Give every line of the rows below as a Markdown table with the columns Line and Text, numbering each line and omitting blank lines. Leave the pictures out of your answer.

Entries from a dataset:
════

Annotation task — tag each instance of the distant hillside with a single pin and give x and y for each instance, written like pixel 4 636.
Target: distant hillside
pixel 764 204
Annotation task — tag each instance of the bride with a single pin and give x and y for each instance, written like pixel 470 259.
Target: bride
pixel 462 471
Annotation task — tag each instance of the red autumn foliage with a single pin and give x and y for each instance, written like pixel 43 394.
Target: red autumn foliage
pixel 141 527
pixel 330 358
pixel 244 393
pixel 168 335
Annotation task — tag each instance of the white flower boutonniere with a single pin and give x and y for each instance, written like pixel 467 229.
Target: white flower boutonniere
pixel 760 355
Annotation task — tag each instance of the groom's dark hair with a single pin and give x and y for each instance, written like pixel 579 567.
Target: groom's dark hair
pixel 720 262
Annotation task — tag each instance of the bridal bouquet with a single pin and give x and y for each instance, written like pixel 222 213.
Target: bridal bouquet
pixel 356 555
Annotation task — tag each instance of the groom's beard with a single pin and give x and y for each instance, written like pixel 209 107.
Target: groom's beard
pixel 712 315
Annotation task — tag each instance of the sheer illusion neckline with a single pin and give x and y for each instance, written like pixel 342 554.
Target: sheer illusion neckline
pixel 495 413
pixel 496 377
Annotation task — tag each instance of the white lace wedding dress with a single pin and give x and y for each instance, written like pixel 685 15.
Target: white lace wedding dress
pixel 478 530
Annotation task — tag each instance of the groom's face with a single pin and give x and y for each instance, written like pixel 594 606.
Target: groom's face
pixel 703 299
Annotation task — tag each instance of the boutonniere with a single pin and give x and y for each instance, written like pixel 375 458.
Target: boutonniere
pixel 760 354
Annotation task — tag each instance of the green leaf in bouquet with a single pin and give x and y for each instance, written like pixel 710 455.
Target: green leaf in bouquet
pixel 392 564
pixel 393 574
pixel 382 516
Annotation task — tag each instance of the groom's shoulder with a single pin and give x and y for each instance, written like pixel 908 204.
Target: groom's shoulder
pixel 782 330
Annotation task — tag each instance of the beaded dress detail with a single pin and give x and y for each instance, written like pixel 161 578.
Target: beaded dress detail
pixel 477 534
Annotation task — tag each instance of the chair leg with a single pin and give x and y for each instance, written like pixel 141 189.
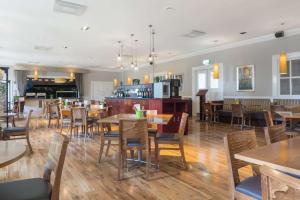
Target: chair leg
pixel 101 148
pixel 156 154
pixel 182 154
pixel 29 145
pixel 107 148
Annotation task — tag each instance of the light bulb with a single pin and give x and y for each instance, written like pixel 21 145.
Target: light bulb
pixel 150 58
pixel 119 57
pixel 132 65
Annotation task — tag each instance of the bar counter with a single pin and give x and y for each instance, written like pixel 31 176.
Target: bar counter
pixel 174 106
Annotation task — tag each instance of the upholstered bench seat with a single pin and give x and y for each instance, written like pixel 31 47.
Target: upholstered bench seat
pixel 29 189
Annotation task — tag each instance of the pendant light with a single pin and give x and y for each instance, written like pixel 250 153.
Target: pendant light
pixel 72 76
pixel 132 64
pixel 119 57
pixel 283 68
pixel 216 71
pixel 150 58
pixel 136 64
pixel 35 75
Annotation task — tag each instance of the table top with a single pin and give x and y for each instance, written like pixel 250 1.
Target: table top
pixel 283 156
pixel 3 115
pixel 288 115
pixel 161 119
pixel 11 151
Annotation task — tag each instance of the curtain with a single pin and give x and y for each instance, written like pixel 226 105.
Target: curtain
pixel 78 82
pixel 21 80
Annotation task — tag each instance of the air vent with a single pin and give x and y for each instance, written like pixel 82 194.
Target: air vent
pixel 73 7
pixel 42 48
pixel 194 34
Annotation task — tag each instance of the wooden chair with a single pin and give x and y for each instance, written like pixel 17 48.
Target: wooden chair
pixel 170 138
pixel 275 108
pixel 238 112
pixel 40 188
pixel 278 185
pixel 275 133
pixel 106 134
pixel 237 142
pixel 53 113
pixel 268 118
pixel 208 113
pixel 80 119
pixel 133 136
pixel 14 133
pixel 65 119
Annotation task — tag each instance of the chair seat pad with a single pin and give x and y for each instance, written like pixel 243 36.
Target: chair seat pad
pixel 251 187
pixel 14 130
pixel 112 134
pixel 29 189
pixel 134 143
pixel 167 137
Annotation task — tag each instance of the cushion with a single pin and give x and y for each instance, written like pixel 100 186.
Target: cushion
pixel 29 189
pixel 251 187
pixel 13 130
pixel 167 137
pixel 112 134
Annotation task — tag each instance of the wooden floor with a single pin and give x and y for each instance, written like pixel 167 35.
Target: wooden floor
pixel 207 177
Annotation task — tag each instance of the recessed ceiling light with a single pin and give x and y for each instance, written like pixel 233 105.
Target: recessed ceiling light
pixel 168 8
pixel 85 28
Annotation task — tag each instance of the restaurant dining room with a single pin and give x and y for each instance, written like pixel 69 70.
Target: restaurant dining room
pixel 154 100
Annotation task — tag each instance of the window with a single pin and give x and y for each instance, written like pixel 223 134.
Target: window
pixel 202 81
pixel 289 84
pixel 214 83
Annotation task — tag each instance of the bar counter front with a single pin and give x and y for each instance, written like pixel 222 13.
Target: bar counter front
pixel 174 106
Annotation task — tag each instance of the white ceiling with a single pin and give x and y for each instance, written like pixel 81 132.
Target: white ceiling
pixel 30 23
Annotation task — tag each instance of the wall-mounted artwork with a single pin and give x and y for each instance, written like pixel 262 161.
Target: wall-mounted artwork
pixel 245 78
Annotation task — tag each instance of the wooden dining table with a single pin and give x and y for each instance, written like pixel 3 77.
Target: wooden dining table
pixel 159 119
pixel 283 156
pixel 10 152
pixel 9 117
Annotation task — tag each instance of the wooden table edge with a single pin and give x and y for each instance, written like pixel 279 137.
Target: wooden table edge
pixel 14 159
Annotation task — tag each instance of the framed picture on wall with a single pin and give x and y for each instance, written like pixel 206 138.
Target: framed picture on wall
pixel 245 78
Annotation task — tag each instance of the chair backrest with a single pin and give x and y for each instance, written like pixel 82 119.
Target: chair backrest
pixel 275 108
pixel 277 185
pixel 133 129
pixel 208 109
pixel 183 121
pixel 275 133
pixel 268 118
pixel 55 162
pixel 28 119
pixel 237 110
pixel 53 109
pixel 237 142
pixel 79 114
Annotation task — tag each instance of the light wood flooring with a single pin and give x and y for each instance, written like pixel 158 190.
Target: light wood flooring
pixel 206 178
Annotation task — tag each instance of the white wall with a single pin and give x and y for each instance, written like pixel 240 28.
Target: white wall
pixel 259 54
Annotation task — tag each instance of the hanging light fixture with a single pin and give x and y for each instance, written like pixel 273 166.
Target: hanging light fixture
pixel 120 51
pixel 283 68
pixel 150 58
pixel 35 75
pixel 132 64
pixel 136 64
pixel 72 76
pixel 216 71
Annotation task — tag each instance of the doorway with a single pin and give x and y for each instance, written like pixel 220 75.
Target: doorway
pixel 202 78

════

§ **OUTPUT OF THE EXERCISE**
| Line | Text |
|---|---|
| 1 | Annotation task — tag each instance of the distant hillside with a single pin and give x and y for each instance, written like pixel 4 636. |
| 2 | Target: distant hillside |
| 3 | pixel 764 204 |
| 4 | Annotation task — tag each instance of the bride with a single pin and give x and y for each instance, written like pixel 470 259. |
| 5 | Target: bride |
| 6 | pixel 462 471 |
| 7 | Annotation task — tag each instance of the red autumn foliage with a single pin and give x and y for each instance, written like pixel 43 394. |
| 8 | Target: red autumn foliage |
| 9 | pixel 141 527 |
| 10 | pixel 330 358 |
| 11 | pixel 244 393 |
| 12 | pixel 168 335 |
| 13 | Annotation task — tag each instance of the white flower boutonniere with a single pin and give x and y for each instance, written like pixel 467 229. |
| 14 | Target: white flower boutonniere |
| 15 | pixel 760 355 |
| 16 | Annotation task — tag each instance of the groom's dark hair with a single pin and give x and y for each instance, written like pixel 579 567. |
| 17 | Target: groom's dark hair |
| 18 | pixel 720 262 |
| 19 | Annotation task — tag each instance of the bridal bouquet with a single pin and give x and y for each instance, written like pixel 222 213. |
| 20 | Target: bridal bouquet |
| 21 | pixel 356 555 |
| 22 | Annotation task — tag each instance of the groom's beard with a single pin and give x and y for each instance, written like pixel 209 107. |
| 23 | Target: groom's beard |
| 24 | pixel 712 315 |
| 25 | Annotation task — tag each instance of the sheer illusion neckline with a single pin and give x and y for each instance, written like pixel 342 554. |
| 26 | Target: sheer illusion neckline |
| 27 | pixel 495 413 |
| 28 | pixel 496 377 |
| 29 | Annotation task — tag each instance of the white lace wedding dress with a single pin and give x and y for each instance, written like pixel 685 15. |
| 30 | Target: white lace wedding dress |
| 31 | pixel 478 530 |
| 32 | Annotation task — tag each instance of the groom's face with a single pin and give x and y for each instance, written like pixel 594 606. |
| 33 | Target: groom's face |
| 34 | pixel 703 299 |
| 35 | Annotation task — tag each instance of the boutonniere with a single pin and give x and y for each instance, written like pixel 375 458. |
| 36 | Target: boutonniere |
| 37 | pixel 760 354 |
| 38 | Annotation task — tag each instance of the green leaf in bouquet with a single pin and give x and y for each instance, written like pixel 710 455. |
| 39 | Target: green leaf in bouquet |
| 40 | pixel 392 564 |
| 41 | pixel 393 574 |
| 42 | pixel 382 516 |
| 43 | Annotation task — tag each instance of the groom's shoulder with a single pin and give x and y for each instance, written like pixel 908 204. |
| 44 | Target: groom's shoulder |
| 45 | pixel 782 330 |
| 46 | Annotation task — tag each instance of the beaded dress detail with a single pin and give x and y for each instance, written like pixel 161 578. |
| 47 | Target: beaded dress detail |
| 48 | pixel 477 534 |
| 49 | Annotation task — tag each instance of the chair leg with a single pin and give x and y for each instance, written like pixel 141 189. |
| 50 | Target: chair leg |
| 51 | pixel 101 148 |
| 52 | pixel 156 154 |
| 53 | pixel 182 154 |
| 54 | pixel 29 145 |
| 55 | pixel 107 148 |
| 56 | Annotation task — tag each instance of the light bulb with a single pin and give x and y for each instance, written like pixel 21 145. |
| 57 | Target: light bulb |
| 58 | pixel 150 58 |
| 59 | pixel 119 57 |
| 60 | pixel 132 65 |
| 61 | Annotation task — tag each instance of the bar counter with a single pin and give x and y for each instance, written like pixel 31 176. |
| 62 | Target: bar counter |
| 63 | pixel 174 106 |
| 64 | Annotation task — tag each instance of the upholstered bench seat with a single pin and give x and y for each instance, written like pixel 31 47. |
| 65 | Target: upholstered bench seat |
| 66 | pixel 29 189 |
| 67 | Annotation task — tag each instance of the pendant light with a single pin and give x and y for each instance, written like pixel 250 153. |
| 68 | Target: pendant light |
| 69 | pixel 72 76 |
| 70 | pixel 132 64 |
| 71 | pixel 119 57 |
| 72 | pixel 283 68 |
| 73 | pixel 216 71 |
| 74 | pixel 150 58 |
| 75 | pixel 136 64 |
| 76 | pixel 35 75 |
| 77 | Annotation task — tag each instance of the table top with a single pin and give x and y for each instance, written like pixel 250 1. |
| 78 | Target: table top |
| 79 | pixel 283 156 |
| 80 | pixel 3 115 |
| 81 | pixel 288 115 |
| 82 | pixel 161 119 |
| 83 | pixel 11 151 |
| 84 | Annotation task — tag each instance of the curtain with a single pin and give x and y for each instance, written like pixel 226 105. |
| 85 | Target: curtain |
| 86 | pixel 78 82 |
| 87 | pixel 21 80 |
| 88 | Annotation task — tag each instance of the air vent with a single pin and give x and y for each instance, written like pixel 82 194. |
| 89 | Target: air vent |
| 90 | pixel 73 7 |
| 91 | pixel 42 48 |
| 92 | pixel 194 34 |
| 93 | Annotation task — tag each instance of the wooden chair with a single pin and give x and y for each instance, written like pixel 17 48. |
| 94 | Target: wooden chair |
| 95 | pixel 170 138 |
| 96 | pixel 275 108 |
| 97 | pixel 238 112 |
| 98 | pixel 40 188 |
| 99 | pixel 278 185 |
| 100 | pixel 275 133 |
| 101 | pixel 106 134 |
| 102 | pixel 237 142 |
| 103 | pixel 53 113 |
| 104 | pixel 268 118 |
| 105 | pixel 208 113 |
| 106 | pixel 80 119 |
| 107 | pixel 133 136 |
| 108 | pixel 14 133 |
| 109 | pixel 65 119 |
| 110 | Annotation task — tag each instance of the chair seat pad with a single pin and give x and y for each instance, written like pixel 243 36. |
| 111 | Target: chair seat pad |
| 112 | pixel 251 187 |
| 113 | pixel 14 130 |
| 114 | pixel 112 134 |
| 115 | pixel 29 189 |
| 116 | pixel 134 143 |
| 117 | pixel 167 137 |
| 118 | Annotation task — tag each instance of the cushion with a single pin and give x and y for each instance, written like pixel 100 186. |
| 119 | Target: cushion |
| 120 | pixel 29 189 |
| 121 | pixel 251 187 |
| 122 | pixel 13 130 |
| 123 | pixel 167 137 |
| 124 | pixel 112 134 |
| 125 | Annotation task — tag each instance of the wooden floor with a single pin and give x and y for each instance, written like pixel 167 35. |
| 126 | Target: wooden floor |
| 127 | pixel 207 177 |
| 128 | Annotation task — tag each instance of the recessed ceiling light with a single pin and give x and y for each instance, written like pixel 233 105. |
| 129 | Target: recessed ceiling light |
| 130 | pixel 168 8 |
| 131 | pixel 85 28 |
| 132 | Annotation task — tag each instance of the restaurant dining room with a single pin and give x and y for each instance, written like pixel 69 70. |
| 133 | Target: restaurant dining room |
| 134 | pixel 154 100 |
| 135 | Annotation task — tag each instance of the window with a single pin and give x and y for each instance, written like pixel 223 134. |
| 136 | Target: window |
| 137 | pixel 202 81 |
| 138 | pixel 289 84 |
| 139 | pixel 214 83 |
| 140 | Annotation task — tag each instance of the bar counter front with a single pin and give x and y for each instance, written like pixel 222 13. |
| 141 | Target: bar counter front |
| 142 | pixel 174 106 |
| 143 | Annotation task — tag each instance of the white ceiling with a single pin and give x and y for each instance, written like pixel 81 132. |
| 144 | Target: white ceiling |
| 145 | pixel 30 23 |
| 146 | Annotation task — tag each instance of the wall-mounted artwork with a single pin and give x and y for each instance, written like pixel 262 161. |
| 147 | Target: wall-mounted artwork |
| 148 | pixel 245 78 |
| 149 | Annotation task — tag each instance of the wooden dining table with a single pin and give x and y for each instance, written like pixel 3 77. |
| 150 | Target: wooden dining table |
| 151 | pixel 159 119 |
| 152 | pixel 283 156 |
| 153 | pixel 10 152 |
| 154 | pixel 9 117 |
| 155 | Annotation task — tag each instance of the wooden table edge with a single pin and give x and y for each instance, written like pixel 279 137. |
| 156 | Target: wooden table edge |
| 157 | pixel 14 159 |
| 158 | Annotation task — tag each instance of the framed picture on wall with a single pin and give x and y for each instance, written like pixel 206 138. |
| 159 | Target: framed picture on wall |
| 160 | pixel 245 78 |
| 161 | Annotation task — tag each instance of the chair backrest with a single pin and give x and y for each instance, written like pixel 82 119. |
| 162 | Target: chair backrest |
| 163 | pixel 275 108 |
| 164 | pixel 277 185 |
| 165 | pixel 133 129 |
| 166 | pixel 208 109 |
| 167 | pixel 183 121 |
| 168 | pixel 275 133 |
| 169 | pixel 268 118 |
| 170 | pixel 55 162 |
| 171 | pixel 28 119 |
| 172 | pixel 237 110 |
| 173 | pixel 53 109 |
| 174 | pixel 237 142 |
| 175 | pixel 79 114 |
| 176 | Annotation task — tag each instance of the light wood flooring with a single pin and give x and y for each instance, written like pixel 158 190. |
| 177 | Target: light wood flooring |
| 178 | pixel 206 178 |
| 179 | Annotation task — tag each instance of the white wall with a single pin and give x and y for each instance, written like pixel 240 28. |
| 180 | Target: white wall |
| 181 | pixel 259 54 |
| 182 | Annotation task — tag each instance of the hanging light fixture with a single pin and give x and y for each instance, written like pixel 273 166. |
| 183 | Target: hanging light fixture |
| 184 | pixel 120 51 |
| 185 | pixel 283 68 |
| 186 | pixel 150 58 |
| 187 | pixel 35 75 |
| 188 | pixel 132 64 |
| 189 | pixel 136 64 |
| 190 | pixel 72 76 |
| 191 | pixel 216 71 |
| 192 | Annotation task — tag each instance of the doorway with a single pin and give x and y for each instance, written like pixel 220 75. |
| 193 | Target: doorway |
| 194 | pixel 202 78 |